__Excerto do documento__.
+++
Dos factos acima referidos decorre que a livrança dada à execução foi entregue para garantia de pagamento das obrigações emergentes do "contrato de crédito nº ……", através do qual a exequente concedeu aos executados “um empréstimo destinado a financiar a aquisição” de um veículo automóvel.
Ficou realmente provado que o executado formalizou a aquisição do referido veículo automóvel descrito, a solicitação do vendedor, na sua residência, subscrevendo voluntariamente os documentos que formalizaram a compra e venda e a concessão do crédito.

Estamos, assim, em presença de uma compra e venda financiada, em que coexistem dois contratos distintos e autónomos[1]: um contrato de compra e venda e um contrato de crédito, existindo uma ligação funcional entre os mesmos – o crédito serve para financiar o pagamento do bem que é objecto daquele contrato.
Trata-se de uma união de contratos, em que existe entre os contratos "um nexo funcional que influi na respectiva disciplina", que cria entre eles uma "relação de interdependência" bilateral ou unilateral, em que um deles pode funcionar como condição, contraprestação, base negocial do outro, ou outra forma de "dependência criada por cláusulas acessórias ou pela relação de correspectividade ou de motivação que afectam um deles ou ambos"[2].

Pressupõe, deste modo, como afirma Ana Isabel da Costa Afonso[3], "uma pluralidade de negócios entre os quais intercede um nexo, que só é juridicamente relevante quando se verifica uma conexão funcional entre os acordos, isto é, quando os vários acordos se unem na prossecução de uma finalidade económica comum – finalidade esta que não pode ser obtida senão através da realização das várias facti-species negociais – mas de tal forma que cada um dos elementos constitutivos mantém a sua autonomia estrutural e formal.
+++
__Dados fornecidos__.
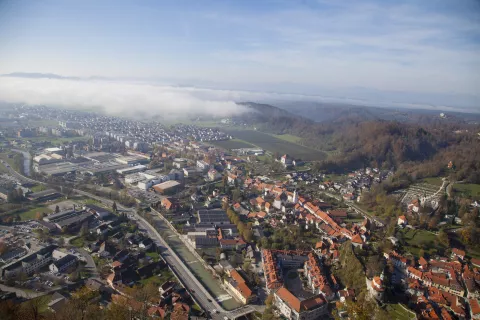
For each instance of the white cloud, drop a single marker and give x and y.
+++
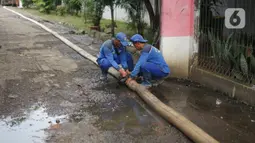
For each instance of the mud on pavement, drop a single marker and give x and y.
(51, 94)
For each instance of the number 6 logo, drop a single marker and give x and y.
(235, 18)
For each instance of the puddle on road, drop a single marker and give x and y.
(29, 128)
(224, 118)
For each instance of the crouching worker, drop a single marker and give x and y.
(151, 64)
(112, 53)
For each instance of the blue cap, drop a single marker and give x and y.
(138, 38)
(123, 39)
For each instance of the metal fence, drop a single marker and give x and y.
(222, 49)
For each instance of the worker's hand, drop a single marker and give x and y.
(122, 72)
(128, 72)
+++
__O que fazer__.
Indique, por favor, se cada afirmação está de acordo com o excerto sobre a compra e venda financiada, respondendo sim ou não e citando as palavras do excerto que o decidem: (a) o executado assinou os documentos da compra na sua residência, a pedido do vendedor; (b) a compra e venda e o crédito constituem um único contrato; (c) na união de contratos, cada elemento perde a sua autonomia estrutural.

__Resultado__.
(a) Sim: "a solicitação do vendedor, na sua residência, subscrevendo voluntariamente os documentos que formalizaram a compra e venda e a concessão do crédito".
(b) Não: "coexistem dois contratos distintos e autónomos".
(c) Não: "cada um dos elementos constitutivos mantém a sua autonomia estrutural e formal".